— start of Data —

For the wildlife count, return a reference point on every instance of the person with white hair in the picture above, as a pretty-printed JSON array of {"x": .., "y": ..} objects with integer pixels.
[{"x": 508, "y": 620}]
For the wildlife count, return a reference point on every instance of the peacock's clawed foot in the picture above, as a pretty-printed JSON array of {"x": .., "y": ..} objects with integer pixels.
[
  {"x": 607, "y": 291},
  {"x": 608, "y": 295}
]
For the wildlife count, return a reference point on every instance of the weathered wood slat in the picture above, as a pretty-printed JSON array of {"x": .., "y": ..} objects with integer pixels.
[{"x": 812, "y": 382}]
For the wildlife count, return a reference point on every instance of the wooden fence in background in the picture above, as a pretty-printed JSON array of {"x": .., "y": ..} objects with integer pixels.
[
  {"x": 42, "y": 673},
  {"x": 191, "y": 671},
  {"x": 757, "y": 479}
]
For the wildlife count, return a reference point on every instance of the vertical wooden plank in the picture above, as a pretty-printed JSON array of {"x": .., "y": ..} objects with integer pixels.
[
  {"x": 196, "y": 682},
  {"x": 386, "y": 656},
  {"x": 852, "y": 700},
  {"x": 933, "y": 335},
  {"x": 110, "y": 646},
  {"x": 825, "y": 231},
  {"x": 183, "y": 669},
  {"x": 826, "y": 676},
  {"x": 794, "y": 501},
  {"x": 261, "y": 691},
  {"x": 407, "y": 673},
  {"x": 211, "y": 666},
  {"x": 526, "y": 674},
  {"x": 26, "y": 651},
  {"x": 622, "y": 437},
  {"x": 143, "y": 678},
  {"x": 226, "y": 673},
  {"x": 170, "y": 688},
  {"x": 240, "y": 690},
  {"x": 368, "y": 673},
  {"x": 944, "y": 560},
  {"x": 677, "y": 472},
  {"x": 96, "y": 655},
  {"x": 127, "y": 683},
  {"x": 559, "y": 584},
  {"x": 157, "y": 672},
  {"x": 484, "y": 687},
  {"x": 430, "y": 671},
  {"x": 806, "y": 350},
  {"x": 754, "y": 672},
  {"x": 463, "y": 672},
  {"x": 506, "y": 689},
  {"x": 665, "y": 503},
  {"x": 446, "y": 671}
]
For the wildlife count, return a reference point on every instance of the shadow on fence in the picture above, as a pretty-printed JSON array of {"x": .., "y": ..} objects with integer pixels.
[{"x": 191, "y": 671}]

— end of Data —

* [Short task]
Rewrite the records above, changing every "reference point" to "marker point" and keeping everything else the same.

* [Problem solution]
For the wildlife count, return a marker point on every instance of the person with white hair in the picture above, as a pretty-printed JSON array of {"x": .., "y": ..} objects with integer pixels.
[{"x": 508, "y": 620}]
For the wildlife count, return a marker point on every instance of the peacock's clawed foot in the picture above, as a pretty-printed JSON array of {"x": .., "y": ..} objects with integer pixels.
[
  {"x": 607, "y": 291},
  {"x": 608, "y": 295}
]
For the wildlife count, return a marker point on every instance of the weathered wood slat in the picture above, as a pretty-printed JSON array of {"x": .., "y": ..} objects with integer pixels.
[{"x": 812, "y": 382}]
For the wildlife count, return a marker point on every instance of the wooden fence in background in the picture above, as a pretty-printed JSON array of {"x": .., "y": ..} objects with integer pixels.
[
  {"x": 42, "y": 673},
  {"x": 191, "y": 671},
  {"x": 757, "y": 479}
]
For the wildlife count, return a marker point on every instance of the vertical wooden plank in the picture above, as a pretty-printed JSON array of {"x": .., "y": ..} objects with integer pixels.
[
  {"x": 196, "y": 682},
  {"x": 386, "y": 656},
  {"x": 852, "y": 700},
  {"x": 933, "y": 335},
  {"x": 110, "y": 646},
  {"x": 825, "y": 231},
  {"x": 183, "y": 669},
  {"x": 826, "y": 676},
  {"x": 794, "y": 501},
  {"x": 261, "y": 691},
  {"x": 407, "y": 673},
  {"x": 211, "y": 666},
  {"x": 526, "y": 674},
  {"x": 26, "y": 651},
  {"x": 622, "y": 437},
  {"x": 143, "y": 678},
  {"x": 226, "y": 673},
  {"x": 170, "y": 688},
  {"x": 240, "y": 690},
  {"x": 368, "y": 673},
  {"x": 944, "y": 560},
  {"x": 677, "y": 472},
  {"x": 96, "y": 655},
  {"x": 127, "y": 683},
  {"x": 559, "y": 584},
  {"x": 157, "y": 672},
  {"x": 484, "y": 687},
  {"x": 430, "y": 671},
  {"x": 806, "y": 350},
  {"x": 754, "y": 672},
  {"x": 463, "y": 672},
  {"x": 506, "y": 689},
  {"x": 665, "y": 503},
  {"x": 446, "y": 671}
]
For the wildlife count, return a marker point on every instance of the shadow on fence in the picture above, as a pretty-printed JSON array of {"x": .., "y": ..} objects with integer pixels.
[{"x": 191, "y": 671}]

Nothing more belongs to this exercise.